Source records:

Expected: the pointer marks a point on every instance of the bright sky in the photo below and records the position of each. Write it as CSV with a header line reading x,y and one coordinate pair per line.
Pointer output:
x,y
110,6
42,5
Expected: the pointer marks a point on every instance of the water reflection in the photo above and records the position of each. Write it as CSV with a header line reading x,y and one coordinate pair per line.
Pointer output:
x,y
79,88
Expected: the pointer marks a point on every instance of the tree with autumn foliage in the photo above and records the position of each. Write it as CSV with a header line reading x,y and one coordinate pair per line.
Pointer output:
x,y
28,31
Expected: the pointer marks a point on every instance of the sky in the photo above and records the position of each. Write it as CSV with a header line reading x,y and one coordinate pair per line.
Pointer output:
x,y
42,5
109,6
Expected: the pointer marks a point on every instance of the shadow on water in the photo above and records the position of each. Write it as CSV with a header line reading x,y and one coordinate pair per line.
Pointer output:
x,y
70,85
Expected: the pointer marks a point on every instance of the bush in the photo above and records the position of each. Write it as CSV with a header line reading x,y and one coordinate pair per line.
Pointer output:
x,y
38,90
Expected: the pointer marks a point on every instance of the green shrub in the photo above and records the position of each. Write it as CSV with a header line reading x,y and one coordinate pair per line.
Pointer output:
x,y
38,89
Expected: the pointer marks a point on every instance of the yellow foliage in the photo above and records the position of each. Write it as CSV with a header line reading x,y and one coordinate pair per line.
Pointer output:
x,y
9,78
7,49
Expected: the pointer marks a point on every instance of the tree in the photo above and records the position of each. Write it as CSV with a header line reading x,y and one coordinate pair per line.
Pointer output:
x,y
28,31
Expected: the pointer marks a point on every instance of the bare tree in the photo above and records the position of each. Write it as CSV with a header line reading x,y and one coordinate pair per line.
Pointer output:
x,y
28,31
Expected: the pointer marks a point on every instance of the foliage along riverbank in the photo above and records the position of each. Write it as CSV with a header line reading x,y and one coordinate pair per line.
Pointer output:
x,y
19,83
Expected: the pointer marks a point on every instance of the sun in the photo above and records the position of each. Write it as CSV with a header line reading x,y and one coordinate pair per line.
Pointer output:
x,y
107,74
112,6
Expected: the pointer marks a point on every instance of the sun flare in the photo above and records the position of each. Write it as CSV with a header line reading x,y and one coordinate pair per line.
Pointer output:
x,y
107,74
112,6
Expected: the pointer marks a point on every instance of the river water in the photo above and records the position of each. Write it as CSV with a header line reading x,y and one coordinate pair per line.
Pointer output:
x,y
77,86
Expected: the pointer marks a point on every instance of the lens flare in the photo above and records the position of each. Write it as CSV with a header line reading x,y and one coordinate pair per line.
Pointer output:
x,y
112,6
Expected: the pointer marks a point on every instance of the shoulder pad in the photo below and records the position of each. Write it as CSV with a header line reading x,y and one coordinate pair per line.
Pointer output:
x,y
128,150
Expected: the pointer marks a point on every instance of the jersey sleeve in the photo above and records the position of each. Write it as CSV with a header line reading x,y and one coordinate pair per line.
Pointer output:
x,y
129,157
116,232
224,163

Work instruction:
Wherever the string "water" occurs in the records above, copy that line.

Your solution:
Expected: the pointer marks a point on every instance of the water reflection in the photo above and records the position of each. Write it as CSV with a header line reading x,y and one coordinate pair per line.
Expected: the pointer marks a point on every instance of the shadow on water in the photo above and records the position of each. Write it as CSV with a header line reading x,y and one coordinate pair per line.
Expected: the pointer marks a point on every instance of the river water in the photo above and records the position of each. Write it as CSV with a header line reading x,y and one coordinate pair per line.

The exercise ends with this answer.